Labeling and segmentation records:
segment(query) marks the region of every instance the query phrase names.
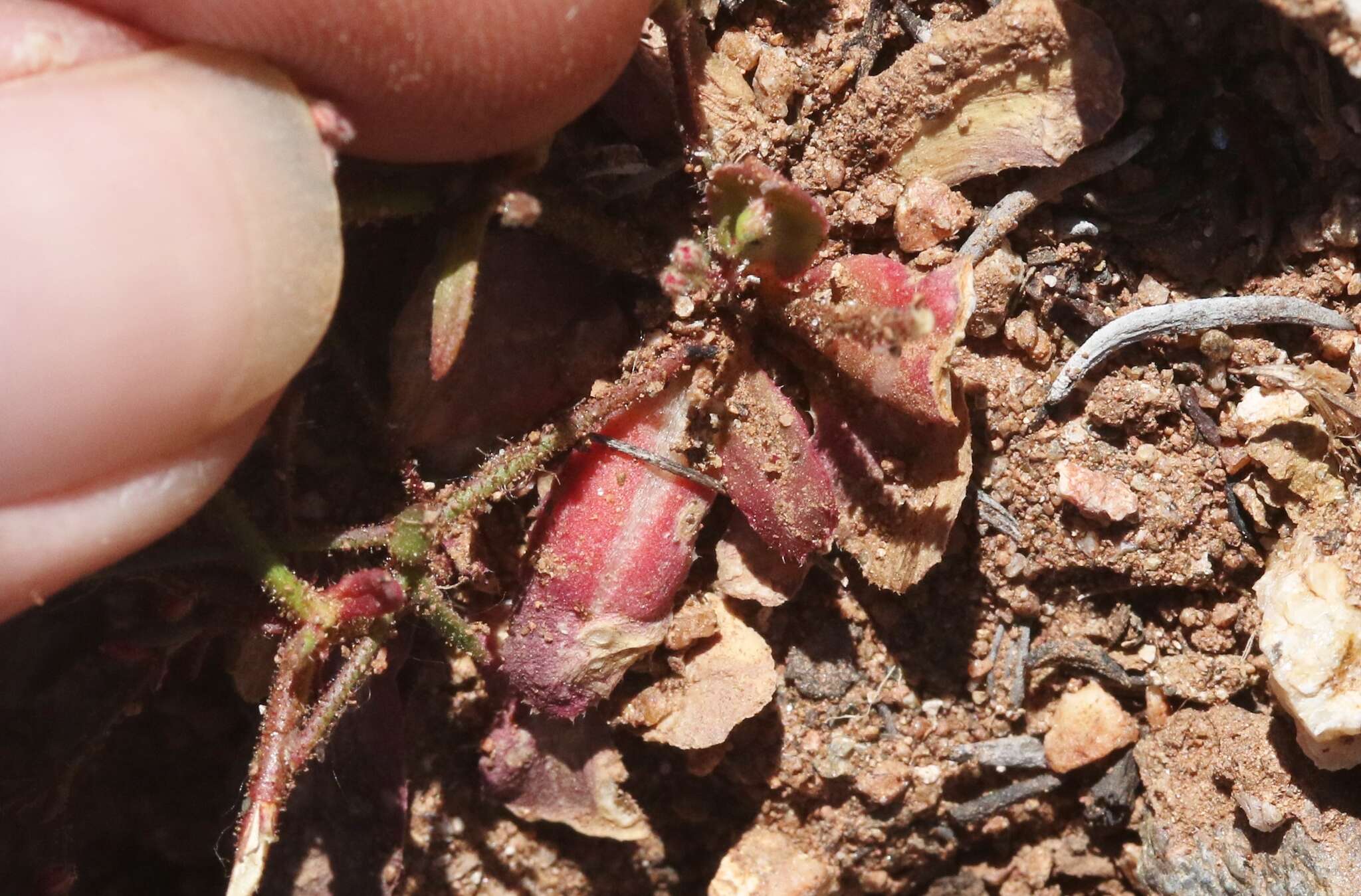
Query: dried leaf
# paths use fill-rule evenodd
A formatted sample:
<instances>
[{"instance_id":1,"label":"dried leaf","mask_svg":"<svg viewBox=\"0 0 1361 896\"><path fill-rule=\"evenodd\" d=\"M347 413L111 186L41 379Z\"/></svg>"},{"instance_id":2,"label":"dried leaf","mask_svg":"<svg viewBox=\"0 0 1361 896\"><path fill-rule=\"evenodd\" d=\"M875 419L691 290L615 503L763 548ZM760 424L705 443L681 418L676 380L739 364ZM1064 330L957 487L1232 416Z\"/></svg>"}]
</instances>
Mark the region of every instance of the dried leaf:
<instances>
[{"instance_id":1,"label":"dried leaf","mask_svg":"<svg viewBox=\"0 0 1361 896\"><path fill-rule=\"evenodd\" d=\"M629 343L607 283L578 253L538 232L498 230L479 261L476 311L457 362L430 379L430 296L392 334L392 412L401 446L427 470L455 473L614 377ZM572 351L559 351L570 345Z\"/></svg>"},{"instance_id":2,"label":"dried leaf","mask_svg":"<svg viewBox=\"0 0 1361 896\"><path fill-rule=\"evenodd\" d=\"M954 401L958 423L930 426L813 393L840 487L837 544L872 585L906 591L945 556L973 469L968 408Z\"/></svg>"},{"instance_id":3,"label":"dried leaf","mask_svg":"<svg viewBox=\"0 0 1361 896\"><path fill-rule=\"evenodd\" d=\"M716 167L706 199L715 250L758 277L792 280L827 238L818 200L754 159Z\"/></svg>"},{"instance_id":4,"label":"dried leaf","mask_svg":"<svg viewBox=\"0 0 1361 896\"><path fill-rule=\"evenodd\" d=\"M610 729L595 712L576 722L504 711L482 741L482 778L525 821L557 821L592 838L652 833L633 797Z\"/></svg>"},{"instance_id":5,"label":"dried leaf","mask_svg":"<svg viewBox=\"0 0 1361 896\"><path fill-rule=\"evenodd\" d=\"M778 314L870 396L915 420L954 423L946 362L973 303L966 260L921 275L887 256L847 256L814 268Z\"/></svg>"},{"instance_id":6,"label":"dried leaf","mask_svg":"<svg viewBox=\"0 0 1361 896\"><path fill-rule=\"evenodd\" d=\"M719 562L713 586L724 597L739 601L780 606L795 596L808 575L807 564L783 559L742 515L732 518L713 551Z\"/></svg>"},{"instance_id":7,"label":"dried leaf","mask_svg":"<svg viewBox=\"0 0 1361 896\"><path fill-rule=\"evenodd\" d=\"M1259 364L1239 373L1252 374L1262 382L1290 389L1304 397L1315 413L1323 417L1332 436L1339 439L1361 436L1361 401L1347 394L1351 389L1351 377L1343 371L1322 362L1311 362L1304 367Z\"/></svg>"},{"instance_id":8,"label":"dried leaf","mask_svg":"<svg viewBox=\"0 0 1361 896\"><path fill-rule=\"evenodd\" d=\"M1264 466L1271 479L1304 500L1330 503L1347 495L1346 484L1327 461L1330 445L1323 428L1308 423L1288 423L1248 442L1248 455Z\"/></svg>"},{"instance_id":9,"label":"dried leaf","mask_svg":"<svg viewBox=\"0 0 1361 896\"><path fill-rule=\"evenodd\" d=\"M723 598L712 601L719 635L680 658L678 674L651 685L619 708L619 721L645 729L642 738L680 749L721 744L759 712L780 683L765 639Z\"/></svg>"},{"instance_id":10,"label":"dried leaf","mask_svg":"<svg viewBox=\"0 0 1361 896\"><path fill-rule=\"evenodd\" d=\"M750 359L738 368L727 409L719 457L728 498L795 566L826 553L837 523L836 489L803 415Z\"/></svg>"},{"instance_id":11,"label":"dried leaf","mask_svg":"<svg viewBox=\"0 0 1361 896\"><path fill-rule=\"evenodd\" d=\"M672 455L691 401L675 383L603 434ZM573 718L661 643L713 498L600 445L568 460L529 533L528 581L502 644L502 669L531 706Z\"/></svg>"}]
</instances>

What is expected:
Output the entries above exactly, without their pictures.

Correct output:
segment(query) marks the region of every instance the query phrase names.
Query: dried leaf
# paths use fill-rule evenodd
A formatted sample:
<instances>
[{"instance_id":1,"label":"dried leaf","mask_svg":"<svg viewBox=\"0 0 1361 896\"><path fill-rule=\"evenodd\" d=\"M347 413L111 186L41 379Z\"/></svg>"},{"instance_id":2,"label":"dried leaf","mask_svg":"<svg viewBox=\"0 0 1361 896\"><path fill-rule=\"evenodd\" d=\"M875 419L691 290L615 503L763 548ZM760 424L705 443L681 418L676 380L739 364ZM1064 330L957 487L1232 416Z\"/></svg>"}]
</instances>
Mark the region of every instance of the dried leaf:
<instances>
[{"instance_id":1,"label":"dried leaf","mask_svg":"<svg viewBox=\"0 0 1361 896\"><path fill-rule=\"evenodd\" d=\"M629 343L607 283L578 253L538 232L498 230L479 261L476 311L457 362L430 379L430 296L392 334L392 412L401 446L427 470L455 473L614 377ZM572 351L559 351L570 345Z\"/></svg>"},{"instance_id":2,"label":"dried leaf","mask_svg":"<svg viewBox=\"0 0 1361 896\"><path fill-rule=\"evenodd\" d=\"M954 401L958 423L930 426L813 393L840 487L837 544L872 585L906 591L945 556L973 469L968 408Z\"/></svg>"},{"instance_id":3,"label":"dried leaf","mask_svg":"<svg viewBox=\"0 0 1361 896\"><path fill-rule=\"evenodd\" d=\"M716 167L706 199L715 250L758 277L792 280L827 238L818 200L754 159Z\"/></svg>"},{"instance_id":4,"label":"dried leaf","mask_svg":"<svg viewBox=\"0 0 1361 896\"><path fill-rule=\"evenodd\" d=\"M610 729L595 712L576 722L504 711L482 741L482 778L525 821L557 821L592 838L652 833L633 797Z\"/></svg>"},{"instance_id":5,"label":"dried leaf","mask_svg":"<svg viewBox=\"0 0 1361 896\"><path fill-rule=\"evenodd\" d=\"M778 314L870 396L915 420L954 423L946 362L973 303L966 260L921 275L887 256L847 256L814 268Z\"/></svg>"},{"instance_id":6,"label":"dried leaf","mask_svg":"<svg viewBox=\"0 0 1361 896\"><path fill-rule=\"evenodd\" d=\"M719 562L713 586L724 597L739 601L780 606L795 596L808 575L807 564L783 559L742 515L732 518L713 551Z\"/></svg>"},{"instance_id":7,"label":"dried leaf","mask_svg":"<svg viewBox=\"0 0 1361 896\"><path fill-rule=\"evenodd\" d=\"M1259 364L1239 373L1252 374L1262 382L1290 389L1304 397L1315 413L1323 417L1332 436L1339 439L1361 436L1361 401L1347 394L1351 389L1351 377L1343 371L1322 362L1311 362L1304 367Z\"/></svg>"},{"instance_id":8,"label":"dried leaf","mask_svg":"<svg viewBox=\"0 0 1361 896\"><path fill-rule=\"evenodd\" d=\"M1264 466L1271 479L1304 500L1330 503L1347 495L1346 484L1327 461L1330 445L1323 428L1308 423L1288 423L1248 442L1248 455Z\"/></svg>"},{"instance_id":9,"label":"dried leaf","mask_svg":"<svg viewBox=\"0 0 1361 896\"><path fill-rule=\"evenodd\" d=\"M723 598L712 601L719 635L680 658L678 674L651 685L619 708L619 721L645 729L642 738L680 749L721 744L759 712L780 683L765 639Z\"/></svg>"},{"instance_id":10,"label":"dried leaf","mask_svg":"<svg viewBox=\"0 0 1361 896\"><path fill-rule=\"evenodd\" d=\"M750 359L738 368L727 409L719 457L728 498L795 566L826 553L837 523L836 489L803 415Z\"/></svg>"},{"instance_id":11,"label":"dried leaf","mask_svg":"<svg viewBox=\"0 0 1361 896\"><path fill-rule=\"evenodd\" d=\"M672 455L691 401L675 383L603 434ZM573 718L661 643L713 498L600 445L568 460L529 533L528 581L502 644L502 669L531 706Z\"/></svg>"}]
</instances>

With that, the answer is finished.